Aim 1:
Answer these questions from the forum thread on the H97 BIOS leak:
(a) With which processor does the custom BIOS allow H97 boards to overclock?
(b) Which Dropbox link did RCoon report as broken?
(c) Which manufacturer's boards is the BIOS for?
Aim 2: Reproduce the part of the forum thread on the H97 BIOS leak that opens with the words containing "Here is the link from" and closes with "to my dropbox!".

Selected extract:
________
# Bios leak, H97 mb can OC right now?



## MartinNixon0422 (Jun 13, 2014)

Well, here is the original Link

friend get invited to a special media meeting, and get a new custom bios which allow h97 mb do overclocking with the new intel Pentium AE cpu!!

Here is the link from the original post
H97M-G43: https://mega.co.nz/#!nBUlgLoZ!eeL-LNAwKmub3K4iXlP0Dz_Lw64YLF8T01uJyOhGNbw

H97 GUARD-PRO: https://mega.co.nz/#!GZMFlTSZ!I3q8_vDmeMuy3SEUfljwZzVEJRN2nKLN9SLC5m76JKg

H97 PC Mate: https://mega.co.nz/#!eElnGDbR!o-BPYf2cnKxulNj4kkFDKJq2c_kmVlzMTHejUSdNYHE

And I did dl it and upload to my dropbox!
(hope they will not delete the links)

h97m-g43
https://www.dropbox.com/s/86pi3ifaft8wqes/E7816IMS.TK1.zip
h97 guard-pro
https://www.dropbox.com/s/rafqfn3a8pz6654/E7923IMS.TK2.zip
h97 pc mate
https://www.dropbox.com/s/29cuntfqg0wyapa/E7850IMS.TK3.zip

just need to wait until the cpu announce!!!


----------



## RCoon (Jun 13, 2014)

MartinNixon0422 said:


> Well, I just found someone leak out the h97 new bios link on the other website
> original Link
> 
> look like his friend get invited to a special media meeting, and get a new custom bios which allow h97 mb do overclocking with the new intel Pentium AE cpu!!
> ...



Third DB link is broken.

What MoBo's are these for?

MSI G43
?
?


----------



## MartinNixon0422 (Jun 13, 2014)

https://www.dropbox.com/s/29cuntfqg0wyapa/E7850IMS.TK3.zip

sorry, here is the link

the bios is for msi boards( h97m g43, h97 guard pro, h97 pc mate


----------



## RCoon (Jun 13, 2014)
________
Stored data:
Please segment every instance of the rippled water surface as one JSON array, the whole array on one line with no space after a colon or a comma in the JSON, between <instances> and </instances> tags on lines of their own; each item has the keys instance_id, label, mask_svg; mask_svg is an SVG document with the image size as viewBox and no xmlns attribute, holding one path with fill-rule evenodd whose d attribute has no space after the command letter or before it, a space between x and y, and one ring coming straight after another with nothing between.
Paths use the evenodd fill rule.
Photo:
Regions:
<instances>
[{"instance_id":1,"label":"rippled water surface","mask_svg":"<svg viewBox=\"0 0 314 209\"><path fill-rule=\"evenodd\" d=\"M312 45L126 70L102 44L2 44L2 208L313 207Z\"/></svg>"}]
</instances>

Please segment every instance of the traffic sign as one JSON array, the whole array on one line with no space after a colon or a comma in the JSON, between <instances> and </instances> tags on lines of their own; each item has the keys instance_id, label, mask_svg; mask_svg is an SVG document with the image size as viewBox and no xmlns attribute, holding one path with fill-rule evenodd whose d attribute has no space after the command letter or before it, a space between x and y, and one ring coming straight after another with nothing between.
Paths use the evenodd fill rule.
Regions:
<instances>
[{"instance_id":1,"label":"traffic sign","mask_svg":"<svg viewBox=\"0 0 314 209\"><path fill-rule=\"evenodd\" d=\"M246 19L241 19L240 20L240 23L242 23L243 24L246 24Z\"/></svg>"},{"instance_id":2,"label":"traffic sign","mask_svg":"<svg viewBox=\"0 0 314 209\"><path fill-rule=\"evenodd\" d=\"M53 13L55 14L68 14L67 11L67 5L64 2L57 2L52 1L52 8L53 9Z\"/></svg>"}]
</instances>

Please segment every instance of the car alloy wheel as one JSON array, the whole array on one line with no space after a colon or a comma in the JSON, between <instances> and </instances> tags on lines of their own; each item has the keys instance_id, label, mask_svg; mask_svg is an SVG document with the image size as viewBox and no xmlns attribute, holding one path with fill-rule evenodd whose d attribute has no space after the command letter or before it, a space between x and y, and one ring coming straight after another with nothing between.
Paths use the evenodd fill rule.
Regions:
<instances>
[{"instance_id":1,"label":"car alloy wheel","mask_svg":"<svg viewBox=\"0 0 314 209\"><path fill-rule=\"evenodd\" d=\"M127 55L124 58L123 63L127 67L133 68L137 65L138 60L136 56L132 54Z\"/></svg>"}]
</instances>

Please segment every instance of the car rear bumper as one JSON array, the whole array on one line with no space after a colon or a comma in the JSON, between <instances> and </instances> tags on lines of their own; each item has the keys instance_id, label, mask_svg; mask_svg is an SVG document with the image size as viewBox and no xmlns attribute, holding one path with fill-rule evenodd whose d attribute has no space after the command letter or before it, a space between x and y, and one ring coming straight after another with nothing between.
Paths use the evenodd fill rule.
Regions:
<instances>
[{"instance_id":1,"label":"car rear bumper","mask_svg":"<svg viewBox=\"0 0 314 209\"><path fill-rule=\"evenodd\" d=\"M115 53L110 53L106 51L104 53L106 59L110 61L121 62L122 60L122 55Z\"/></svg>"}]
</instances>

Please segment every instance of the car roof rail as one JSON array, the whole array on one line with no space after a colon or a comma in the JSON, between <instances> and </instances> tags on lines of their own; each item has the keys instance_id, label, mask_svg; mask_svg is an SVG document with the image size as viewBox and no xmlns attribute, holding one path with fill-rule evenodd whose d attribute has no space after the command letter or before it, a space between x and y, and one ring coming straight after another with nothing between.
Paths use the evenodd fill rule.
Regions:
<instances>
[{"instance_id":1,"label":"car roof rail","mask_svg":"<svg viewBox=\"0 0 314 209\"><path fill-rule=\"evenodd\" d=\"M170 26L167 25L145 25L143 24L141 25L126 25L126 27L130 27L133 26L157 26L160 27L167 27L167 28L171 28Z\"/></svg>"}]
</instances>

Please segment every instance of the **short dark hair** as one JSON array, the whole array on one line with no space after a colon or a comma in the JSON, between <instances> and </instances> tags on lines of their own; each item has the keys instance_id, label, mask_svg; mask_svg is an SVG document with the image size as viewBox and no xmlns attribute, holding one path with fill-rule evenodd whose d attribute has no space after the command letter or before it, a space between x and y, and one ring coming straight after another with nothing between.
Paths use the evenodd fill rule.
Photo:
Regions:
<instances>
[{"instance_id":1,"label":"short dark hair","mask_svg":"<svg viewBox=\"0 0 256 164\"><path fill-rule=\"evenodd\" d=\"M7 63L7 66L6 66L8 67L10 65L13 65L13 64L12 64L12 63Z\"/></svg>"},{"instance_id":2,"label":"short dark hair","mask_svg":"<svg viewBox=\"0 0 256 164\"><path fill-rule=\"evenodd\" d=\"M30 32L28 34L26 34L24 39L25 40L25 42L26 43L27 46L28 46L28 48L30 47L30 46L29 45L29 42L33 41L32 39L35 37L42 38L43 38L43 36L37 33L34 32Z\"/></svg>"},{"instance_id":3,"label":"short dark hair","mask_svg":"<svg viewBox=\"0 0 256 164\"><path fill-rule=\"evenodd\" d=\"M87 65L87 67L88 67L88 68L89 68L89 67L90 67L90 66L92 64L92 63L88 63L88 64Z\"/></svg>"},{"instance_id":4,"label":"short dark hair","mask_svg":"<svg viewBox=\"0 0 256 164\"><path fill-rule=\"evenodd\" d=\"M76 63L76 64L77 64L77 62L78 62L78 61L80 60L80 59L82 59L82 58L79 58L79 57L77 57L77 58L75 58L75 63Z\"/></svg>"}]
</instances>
________
Task answer 1:
(a) The new Intel Pentium AE CPU.
(b) The third Dropbox link.
(c) MSI.

Task answer 2:
Here is the link from the original post
H97M-G43: https://mega.co.nz/#!nBUlgLoZ!eeL-LNAwKmub3K4iXlP0Dz_Lw64YLF8T01uJyOhGNbw

H97 GUARD-PRO: https://mega.co.nz/#!GZMFlTSZ!I3q8_vDmeMuy3SEUfljwZzVEJRN2nKLN9SLC5m76JKg

H97 PC Mate: https://mega.co.nz/#!eElnGDbR!o-BPYf2cnKxulNj4kkFDKJq2c_kmVlzMTHejUSdNYHE

And I did dl it and upload to my dropbox!